**What the exercise asks**
Take the line that has "Place one keypoint per instance of the collapsed" in it and every line after it to the end of the entries, and reproduce them exactly.

•••

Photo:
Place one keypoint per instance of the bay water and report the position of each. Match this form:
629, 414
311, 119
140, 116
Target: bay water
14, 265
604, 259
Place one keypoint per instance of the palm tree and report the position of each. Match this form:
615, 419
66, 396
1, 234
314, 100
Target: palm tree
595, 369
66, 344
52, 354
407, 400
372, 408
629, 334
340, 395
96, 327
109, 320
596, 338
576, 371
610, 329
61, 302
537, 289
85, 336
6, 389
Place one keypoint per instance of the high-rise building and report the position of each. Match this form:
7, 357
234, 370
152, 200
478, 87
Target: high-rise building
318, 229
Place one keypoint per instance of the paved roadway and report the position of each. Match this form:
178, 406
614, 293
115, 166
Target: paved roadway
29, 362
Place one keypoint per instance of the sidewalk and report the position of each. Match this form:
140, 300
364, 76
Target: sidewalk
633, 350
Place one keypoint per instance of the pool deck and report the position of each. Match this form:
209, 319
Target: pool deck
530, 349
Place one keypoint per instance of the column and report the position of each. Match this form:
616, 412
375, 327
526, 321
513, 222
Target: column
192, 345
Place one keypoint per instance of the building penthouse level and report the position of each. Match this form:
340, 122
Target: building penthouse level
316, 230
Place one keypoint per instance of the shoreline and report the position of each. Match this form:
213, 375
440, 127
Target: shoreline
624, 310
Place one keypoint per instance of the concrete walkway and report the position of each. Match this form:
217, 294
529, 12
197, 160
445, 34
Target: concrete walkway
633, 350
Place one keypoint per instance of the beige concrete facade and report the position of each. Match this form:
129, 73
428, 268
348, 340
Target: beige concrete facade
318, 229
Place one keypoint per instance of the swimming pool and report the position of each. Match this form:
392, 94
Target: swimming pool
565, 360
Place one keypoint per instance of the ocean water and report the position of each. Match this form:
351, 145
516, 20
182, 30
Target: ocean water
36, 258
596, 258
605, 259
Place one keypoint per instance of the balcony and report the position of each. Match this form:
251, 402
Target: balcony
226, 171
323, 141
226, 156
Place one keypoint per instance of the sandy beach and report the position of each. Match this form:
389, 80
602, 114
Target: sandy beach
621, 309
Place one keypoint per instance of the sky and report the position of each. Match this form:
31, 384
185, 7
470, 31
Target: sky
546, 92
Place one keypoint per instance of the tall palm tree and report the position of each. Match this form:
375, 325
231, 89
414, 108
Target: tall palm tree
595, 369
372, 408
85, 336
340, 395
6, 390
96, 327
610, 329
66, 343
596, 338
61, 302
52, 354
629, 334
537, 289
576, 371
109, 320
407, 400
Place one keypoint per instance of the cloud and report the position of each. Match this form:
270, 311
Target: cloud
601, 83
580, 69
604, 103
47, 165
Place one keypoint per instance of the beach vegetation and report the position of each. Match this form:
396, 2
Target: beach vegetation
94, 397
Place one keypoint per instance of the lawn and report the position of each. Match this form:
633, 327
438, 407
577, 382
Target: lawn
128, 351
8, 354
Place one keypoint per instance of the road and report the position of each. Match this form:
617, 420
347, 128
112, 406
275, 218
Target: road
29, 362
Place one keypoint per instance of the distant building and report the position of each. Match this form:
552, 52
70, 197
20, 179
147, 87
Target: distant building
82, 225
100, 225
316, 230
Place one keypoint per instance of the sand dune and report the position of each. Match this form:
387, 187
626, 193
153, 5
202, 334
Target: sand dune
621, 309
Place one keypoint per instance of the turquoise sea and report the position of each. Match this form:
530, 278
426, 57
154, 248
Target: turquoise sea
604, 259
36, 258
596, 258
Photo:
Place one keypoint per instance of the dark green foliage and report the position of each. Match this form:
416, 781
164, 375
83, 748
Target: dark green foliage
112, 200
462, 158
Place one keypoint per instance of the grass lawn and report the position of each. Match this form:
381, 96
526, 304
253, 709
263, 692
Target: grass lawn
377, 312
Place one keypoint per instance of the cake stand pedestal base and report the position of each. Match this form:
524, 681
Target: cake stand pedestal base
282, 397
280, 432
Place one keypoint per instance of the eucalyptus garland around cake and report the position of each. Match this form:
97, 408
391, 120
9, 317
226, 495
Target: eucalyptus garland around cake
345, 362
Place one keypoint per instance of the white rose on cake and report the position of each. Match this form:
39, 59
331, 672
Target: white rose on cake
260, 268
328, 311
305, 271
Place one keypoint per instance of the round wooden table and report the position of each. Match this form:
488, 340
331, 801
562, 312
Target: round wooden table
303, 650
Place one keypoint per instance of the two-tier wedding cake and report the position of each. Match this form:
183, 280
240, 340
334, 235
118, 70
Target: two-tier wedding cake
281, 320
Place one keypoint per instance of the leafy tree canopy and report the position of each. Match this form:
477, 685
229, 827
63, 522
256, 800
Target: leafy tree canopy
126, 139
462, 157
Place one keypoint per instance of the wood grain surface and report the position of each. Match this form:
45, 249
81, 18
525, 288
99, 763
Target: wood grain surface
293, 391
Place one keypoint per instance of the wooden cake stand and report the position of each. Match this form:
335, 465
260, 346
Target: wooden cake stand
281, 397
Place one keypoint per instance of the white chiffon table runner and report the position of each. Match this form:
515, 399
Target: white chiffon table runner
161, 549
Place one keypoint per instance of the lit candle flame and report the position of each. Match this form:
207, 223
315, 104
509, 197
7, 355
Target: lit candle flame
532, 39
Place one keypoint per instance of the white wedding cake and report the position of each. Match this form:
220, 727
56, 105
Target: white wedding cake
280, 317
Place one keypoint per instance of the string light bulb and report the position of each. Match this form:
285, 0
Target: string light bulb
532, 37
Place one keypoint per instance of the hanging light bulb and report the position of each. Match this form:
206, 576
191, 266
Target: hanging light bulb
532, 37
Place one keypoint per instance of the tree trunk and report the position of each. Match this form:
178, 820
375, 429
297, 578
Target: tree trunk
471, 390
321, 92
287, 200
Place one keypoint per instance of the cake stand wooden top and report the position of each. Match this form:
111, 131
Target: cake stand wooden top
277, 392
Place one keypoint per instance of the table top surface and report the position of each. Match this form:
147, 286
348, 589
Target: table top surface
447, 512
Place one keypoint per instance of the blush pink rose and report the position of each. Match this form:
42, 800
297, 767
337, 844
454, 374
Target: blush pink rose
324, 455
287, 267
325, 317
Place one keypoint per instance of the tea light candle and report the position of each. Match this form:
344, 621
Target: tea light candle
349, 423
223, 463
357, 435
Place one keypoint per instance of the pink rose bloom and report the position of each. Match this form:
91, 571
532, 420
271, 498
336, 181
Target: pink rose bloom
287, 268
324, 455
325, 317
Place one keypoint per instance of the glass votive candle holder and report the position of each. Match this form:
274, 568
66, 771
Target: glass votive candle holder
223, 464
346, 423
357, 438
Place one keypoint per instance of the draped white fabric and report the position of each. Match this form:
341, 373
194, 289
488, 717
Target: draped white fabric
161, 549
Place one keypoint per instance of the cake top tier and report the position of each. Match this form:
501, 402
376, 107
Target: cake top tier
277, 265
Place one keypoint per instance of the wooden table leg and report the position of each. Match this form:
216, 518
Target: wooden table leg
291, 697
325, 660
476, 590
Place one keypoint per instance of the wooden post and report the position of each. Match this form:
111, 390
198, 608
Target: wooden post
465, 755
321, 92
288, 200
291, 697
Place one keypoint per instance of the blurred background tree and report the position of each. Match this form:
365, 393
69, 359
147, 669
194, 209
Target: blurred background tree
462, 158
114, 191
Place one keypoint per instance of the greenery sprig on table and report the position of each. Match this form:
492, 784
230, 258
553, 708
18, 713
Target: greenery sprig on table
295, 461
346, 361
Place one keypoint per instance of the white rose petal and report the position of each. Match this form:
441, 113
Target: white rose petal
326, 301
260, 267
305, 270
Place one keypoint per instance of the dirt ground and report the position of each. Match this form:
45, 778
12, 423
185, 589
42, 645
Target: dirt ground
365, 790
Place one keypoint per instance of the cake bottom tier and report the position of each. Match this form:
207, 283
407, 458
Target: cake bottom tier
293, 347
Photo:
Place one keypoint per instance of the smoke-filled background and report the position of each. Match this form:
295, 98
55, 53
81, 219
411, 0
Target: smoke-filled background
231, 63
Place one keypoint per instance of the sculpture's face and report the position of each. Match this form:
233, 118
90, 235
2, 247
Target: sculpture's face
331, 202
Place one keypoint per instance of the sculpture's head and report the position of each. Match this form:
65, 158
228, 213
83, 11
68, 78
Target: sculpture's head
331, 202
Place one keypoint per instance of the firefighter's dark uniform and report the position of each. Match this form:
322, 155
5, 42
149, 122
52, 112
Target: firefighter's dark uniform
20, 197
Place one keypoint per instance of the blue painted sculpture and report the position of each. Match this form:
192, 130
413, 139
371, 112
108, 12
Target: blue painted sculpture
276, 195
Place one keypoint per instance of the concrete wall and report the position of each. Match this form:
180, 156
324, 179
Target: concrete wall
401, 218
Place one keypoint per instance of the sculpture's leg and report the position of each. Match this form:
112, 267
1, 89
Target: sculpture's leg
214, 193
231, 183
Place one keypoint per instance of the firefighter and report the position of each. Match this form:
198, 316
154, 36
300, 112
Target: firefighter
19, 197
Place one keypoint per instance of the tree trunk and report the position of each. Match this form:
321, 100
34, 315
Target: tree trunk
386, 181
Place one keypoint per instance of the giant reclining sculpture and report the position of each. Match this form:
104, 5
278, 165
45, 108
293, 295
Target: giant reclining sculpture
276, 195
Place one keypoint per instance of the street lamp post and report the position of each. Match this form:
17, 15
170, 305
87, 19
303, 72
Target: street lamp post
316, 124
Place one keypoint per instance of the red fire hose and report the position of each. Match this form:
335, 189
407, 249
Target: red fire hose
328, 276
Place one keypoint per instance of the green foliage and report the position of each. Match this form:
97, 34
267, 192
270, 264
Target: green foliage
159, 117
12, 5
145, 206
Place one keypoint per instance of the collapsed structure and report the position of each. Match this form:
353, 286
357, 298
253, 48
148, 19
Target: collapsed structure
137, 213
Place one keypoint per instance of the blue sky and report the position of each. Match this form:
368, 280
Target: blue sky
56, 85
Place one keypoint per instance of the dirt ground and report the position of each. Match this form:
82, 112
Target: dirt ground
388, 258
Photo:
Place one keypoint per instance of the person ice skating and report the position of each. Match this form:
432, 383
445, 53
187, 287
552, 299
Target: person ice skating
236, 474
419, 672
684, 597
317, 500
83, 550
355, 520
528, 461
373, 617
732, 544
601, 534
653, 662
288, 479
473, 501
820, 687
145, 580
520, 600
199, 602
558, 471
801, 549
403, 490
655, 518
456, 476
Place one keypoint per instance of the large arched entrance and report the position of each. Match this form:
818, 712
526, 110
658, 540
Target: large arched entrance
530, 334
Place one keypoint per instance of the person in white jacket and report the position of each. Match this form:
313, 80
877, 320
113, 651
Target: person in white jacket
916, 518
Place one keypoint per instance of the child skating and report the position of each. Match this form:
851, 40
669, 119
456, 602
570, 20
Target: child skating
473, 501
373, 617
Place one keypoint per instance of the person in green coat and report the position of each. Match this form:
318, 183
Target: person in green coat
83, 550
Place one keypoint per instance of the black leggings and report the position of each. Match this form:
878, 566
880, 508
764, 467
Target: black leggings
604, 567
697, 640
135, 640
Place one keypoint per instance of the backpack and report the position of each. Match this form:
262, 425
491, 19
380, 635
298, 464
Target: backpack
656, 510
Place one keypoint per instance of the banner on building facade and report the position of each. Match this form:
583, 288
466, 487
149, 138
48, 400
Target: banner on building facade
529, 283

•••

**Response to this task**
Place one keypoint per instance of the collapsed structure and report the position of each. Match this form:
353, 286
357, 298
253, 48
148, 19
Target: collapsed structure
137, 213
Place one keypoint per instance of the blue sky and report the position of each. Match this form:
368, 280
Target: blue sky
56, 85
Place one keypoint per instance of the dirt ground and report the position of each. Match this form:
82, 112
Target: dirt ground
388, 258
Photo:
Place one keypoint per instance of the person ice skating and report the position of each. Match this form:
432, 383
445, 53
187, 287
552, 299
Target: person ice skating
236, 474
419, 672
684, 597
317, 500
83, 550
355, 520
528, 461
373, 617
732, 544
601, 534
653, 662
288, 479
473, 501
820, 687
145, 580
520, 600
199, 602
558, 471
801, 549
403, 490
655, 518
456, 476
Place one keypoint per instance of the large arched entrance and report the position of each. Match this form:
818, 712
526, 110
658, 540
Target: large arched entrance
530, 334
Place one keypoint per instance of the person in white jacket and report the position of each. Match this form:
313, 80
877, 320
113, 651
Target: person in white jacket
916, 518
Place one keypoint per instance of the child skating and report the position of each. Match this form:
851, 40
669, 119
456, 602
570, 20
Target: child skating
473, 501
373, 617
Place one keypoint per instance of the person in green coat and report the position of each. Match this form:
318, 183
Target: person in green coat
83, 550
Place one keypoint per instance of the black leggings and report the position of each. Match this form:
878, 566
880, 508
764, 467
Target: black leggings
604, 567
697, 640
135, 640
Place one keypoint per instance of the backpack and report the position of each. Match this form:
262, 425
491, 19
380, 635
298, 464
Target: backpack
656, 510
Place one keypoint per instance of the banner on building facade and report the position of each. Match this form:
583, 288
466, 487
149, 138
48, 400
Target: banner on building facade
529, 283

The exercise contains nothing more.